>> begin LISTED RECORDS
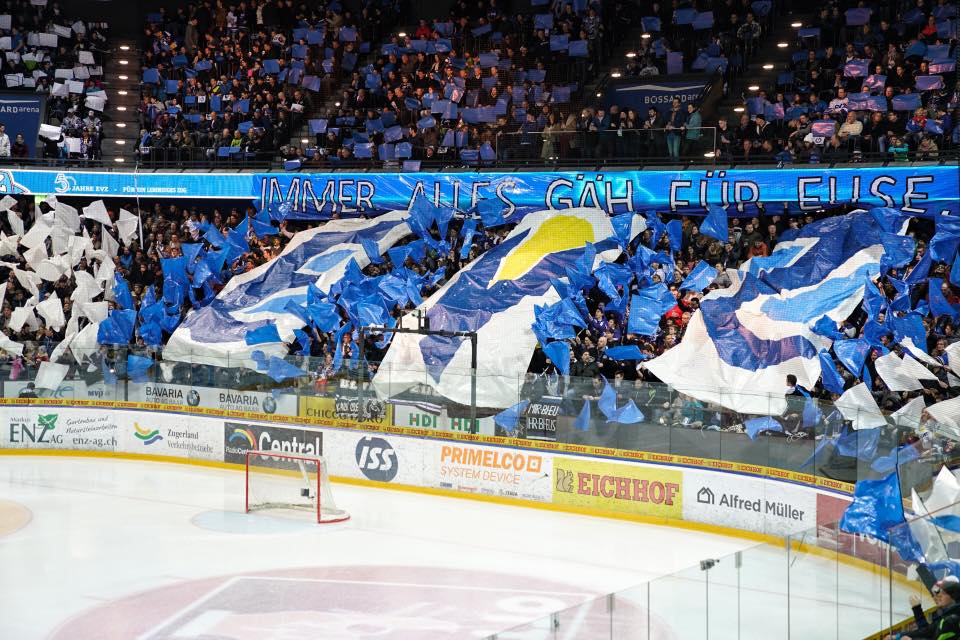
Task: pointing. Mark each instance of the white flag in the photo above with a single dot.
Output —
(51, 374)
(97, 211)
(857, 405)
>> end LISTED RECORDS
TASK BRIEF: Rewrite the rows with "white flag" changed to "blue flag" and everything else left the same. Leave the pictures out.

ANSWER TO THIS PROBLEM:
Task: pointing. Mark each instance of the blue flag in the photo above with a single dot.
Output —
(51, 374)
(97, 211)
(857, 405)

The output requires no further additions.